**INFORMATION GIVEN:**

== Segment start ==

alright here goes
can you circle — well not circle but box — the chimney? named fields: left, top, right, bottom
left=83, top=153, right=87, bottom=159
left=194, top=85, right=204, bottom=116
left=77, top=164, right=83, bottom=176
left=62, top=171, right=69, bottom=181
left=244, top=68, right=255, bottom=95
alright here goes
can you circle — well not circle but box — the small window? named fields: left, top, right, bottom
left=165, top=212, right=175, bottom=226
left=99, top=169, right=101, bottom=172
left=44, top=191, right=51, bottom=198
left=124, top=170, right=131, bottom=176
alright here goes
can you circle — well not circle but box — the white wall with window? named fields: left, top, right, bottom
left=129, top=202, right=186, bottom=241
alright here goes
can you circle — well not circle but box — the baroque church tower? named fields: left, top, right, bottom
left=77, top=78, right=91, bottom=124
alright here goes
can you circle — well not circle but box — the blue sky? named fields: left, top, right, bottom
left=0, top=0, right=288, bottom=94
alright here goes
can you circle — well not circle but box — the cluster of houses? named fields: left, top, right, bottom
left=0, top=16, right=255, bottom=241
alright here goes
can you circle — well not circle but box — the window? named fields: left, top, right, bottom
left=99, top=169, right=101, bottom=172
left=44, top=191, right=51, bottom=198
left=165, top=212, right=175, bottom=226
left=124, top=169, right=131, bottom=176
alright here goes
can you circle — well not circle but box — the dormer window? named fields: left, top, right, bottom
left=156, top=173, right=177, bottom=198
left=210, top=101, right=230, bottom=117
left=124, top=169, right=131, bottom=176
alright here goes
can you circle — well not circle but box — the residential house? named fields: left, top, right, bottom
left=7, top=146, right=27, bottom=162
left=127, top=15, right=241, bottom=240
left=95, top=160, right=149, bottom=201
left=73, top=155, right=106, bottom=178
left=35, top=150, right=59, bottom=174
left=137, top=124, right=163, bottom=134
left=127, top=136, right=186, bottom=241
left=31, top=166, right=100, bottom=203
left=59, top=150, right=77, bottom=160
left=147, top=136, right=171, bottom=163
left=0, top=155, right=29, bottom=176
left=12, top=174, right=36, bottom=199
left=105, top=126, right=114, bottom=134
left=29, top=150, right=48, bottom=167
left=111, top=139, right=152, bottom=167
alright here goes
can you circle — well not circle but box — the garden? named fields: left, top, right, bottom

== Segment end ==

**WHAT NEEDS TO BE DONE:** Set the whole listing down again, unchanged.

**ANSWER SECTION:**
alright here goes
can you circle — well not circle but box — the chimney? named fields: left, top, right, bottom
left=83, top=153, right=87, bottom=159
left=194, top=85, right=204, bottom=116
left=77, top=164, right=83, bottom=176
left=62, top=171, right=69, bottom=181
left=244, top=68, right=255, bottom=95
alright here goes
can you circle — well not circle but box — the small window? named fields: left, top, right, bottom
left=165, top=212, right=175, bottom=226
left=99, top=169, right=101, bottom=172
left=44, top=191, right=51, bottom=198
left=124, top=170, right=131, bottom=176
alright here goes
can you circle — well not circle but box — the white wall with window? named fields: left, top, right, bottom
left=129, top=202, right=186, bottom=241
alright here goes
can you circle — well not circle but box — the baroque church tower? named fields: left, top, right, bottom
left=77, top=78, right=91, bottom=124
alright here goes
can you circle — well not circle but box — the blue sky? named fields: left, top, right, bottom
left=0, top=0, right=288, bottom=94
alright here goes
can you circle — well not circle but box — the cluster of houses? named fields: left, top, right, bottom
left=0, top=16, right=255, bottom=241
alright here goes
can you circle — well not circle but box — the window? named fields: left, top, right, bottom
left=99, top=169, right=101, bottom=172
left=44, top=191, right=51, bottom=198
left=165, top=212, right=175, bottom=226
left=124, top=169, right=131, bottom=176
alright here goes
can you circle — well not circle but box — the dormer window? named fields: left, top, right, bottom
left=156, top=173, right=177, bottom=198
left=210, top=101, right=230, bottom=117
left=124, top=169, right=131, bottom=176
alright here goes
can you circle — well not circle but box — the residential house? named fields: left, top, right, bottom
left=7, top=146, right=27, bottom=162
left=127, top=15, right=241, bottom=240
left=95, top=160, right=149, bottom=201
left=73, top=155, right=106, bottom=178
left=35, top=150, right=59, bottom=174
left=137, top=124, right=163, bottom=134
left=127, top=136, right=186, bottom=241
left=31, top=166, right=100, bottom=203
left=59, top=150, right=77, bottom=160
left=147, top=136, right=171, bottom=163
left=0, top=155, right=29, bottom=176
left=12, top=174, right=36, bottom=199
left=105, top=126, right=114, bottom=134
left=29, top=150, right=48, bottom=167
left=111, top=139, right=152, bottom=167
alright here goes
can you circle — well not circle but box — the garden? named fields: left, top, right, bottom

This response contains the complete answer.